- Collected data entries -
Content starts
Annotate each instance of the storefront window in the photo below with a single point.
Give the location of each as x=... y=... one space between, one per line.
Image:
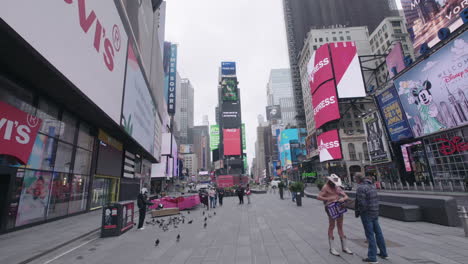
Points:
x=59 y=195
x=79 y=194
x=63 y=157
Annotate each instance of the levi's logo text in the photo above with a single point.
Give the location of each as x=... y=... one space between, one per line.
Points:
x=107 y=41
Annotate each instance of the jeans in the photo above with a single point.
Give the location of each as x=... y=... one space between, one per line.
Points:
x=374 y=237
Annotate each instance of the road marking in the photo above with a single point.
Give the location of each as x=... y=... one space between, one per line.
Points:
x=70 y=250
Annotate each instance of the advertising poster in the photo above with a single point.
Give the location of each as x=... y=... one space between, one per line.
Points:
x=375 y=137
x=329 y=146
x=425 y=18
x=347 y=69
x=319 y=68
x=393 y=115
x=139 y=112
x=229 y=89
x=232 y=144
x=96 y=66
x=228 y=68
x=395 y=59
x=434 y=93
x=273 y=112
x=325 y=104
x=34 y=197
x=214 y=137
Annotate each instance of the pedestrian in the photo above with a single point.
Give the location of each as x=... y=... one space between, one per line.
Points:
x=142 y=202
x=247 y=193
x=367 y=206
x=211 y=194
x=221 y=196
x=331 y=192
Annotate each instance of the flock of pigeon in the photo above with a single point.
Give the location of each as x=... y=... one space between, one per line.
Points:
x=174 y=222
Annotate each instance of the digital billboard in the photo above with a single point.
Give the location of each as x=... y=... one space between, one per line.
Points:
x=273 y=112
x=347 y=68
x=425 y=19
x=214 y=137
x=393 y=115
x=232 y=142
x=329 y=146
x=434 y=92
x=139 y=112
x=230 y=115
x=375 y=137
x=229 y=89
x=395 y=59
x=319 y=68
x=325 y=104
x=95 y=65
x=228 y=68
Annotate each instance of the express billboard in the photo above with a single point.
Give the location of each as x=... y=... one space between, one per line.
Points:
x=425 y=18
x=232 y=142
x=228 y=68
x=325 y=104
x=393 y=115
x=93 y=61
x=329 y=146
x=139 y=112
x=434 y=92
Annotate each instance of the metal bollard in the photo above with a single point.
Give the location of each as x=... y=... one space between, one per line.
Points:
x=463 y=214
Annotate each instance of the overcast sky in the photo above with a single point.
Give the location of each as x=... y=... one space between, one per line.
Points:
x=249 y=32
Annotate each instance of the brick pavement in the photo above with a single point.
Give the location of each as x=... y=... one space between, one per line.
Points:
Content ends
Content starts
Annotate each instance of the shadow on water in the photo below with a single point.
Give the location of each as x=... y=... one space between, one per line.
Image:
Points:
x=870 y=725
Content ends
A line belongs in the answer if it contains the word "below"; copy every such line from the data above.

- Response -
Annotate each instance of the storefront window in the photo below with a single point.
Annotate each instance of the shadow on water in the photo below with a single point.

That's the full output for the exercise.